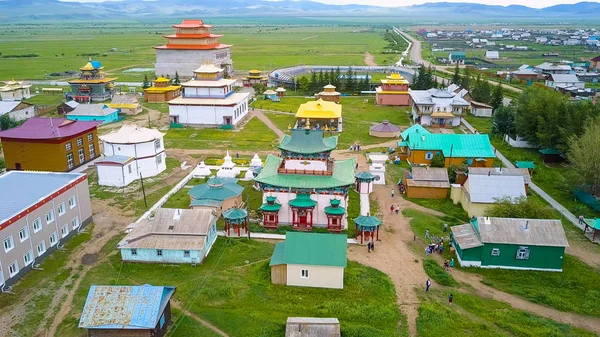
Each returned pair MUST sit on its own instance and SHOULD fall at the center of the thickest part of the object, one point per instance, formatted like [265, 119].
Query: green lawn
[232, 289]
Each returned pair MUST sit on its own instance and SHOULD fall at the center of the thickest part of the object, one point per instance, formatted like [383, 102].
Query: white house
[129, 152]
[209, 100]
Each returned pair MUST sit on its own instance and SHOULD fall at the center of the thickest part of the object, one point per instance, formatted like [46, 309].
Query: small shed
[312, 327]
[510, 243]
[384, 129]
[128, 311]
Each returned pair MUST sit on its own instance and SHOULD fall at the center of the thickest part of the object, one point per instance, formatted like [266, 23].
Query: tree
[584, 156]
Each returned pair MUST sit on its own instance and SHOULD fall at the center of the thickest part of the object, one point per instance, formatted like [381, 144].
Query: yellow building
[320, 115]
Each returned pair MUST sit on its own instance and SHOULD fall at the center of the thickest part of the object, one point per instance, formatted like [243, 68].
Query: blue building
☆ ☆ ☆ ☆ ☆ ☆ ☆
## EXERCISE INSTRUCTIONS
Give back precisely the lines above that start at the line containing "Query: green lawn" and end at the line containing "like [266, 23].", inclusive. No other lines belong in the output.

## ANSWER BELOW
Query: green lawn
[232, 289]
Each returned pair MUST sit on its own instance and SHOULD fall at the center of the thickest part of the object, one point per instance, formatted like [383, 102].
Query: white house
[129, 152]
[209, 100]
Each returned pair MUST sit on its own instance and SHOULD fall at the center of the thickest part of the object, one point per instance, formatted like [46, 309].
Query: small shed
[312, 327]
[510, 243]
[384, 129]
[128, 311]
Each returned pair MUST sit on its own instance and SHOULD fall at the center of the thickest part of the object, one point per instance, formatted like [266, 23].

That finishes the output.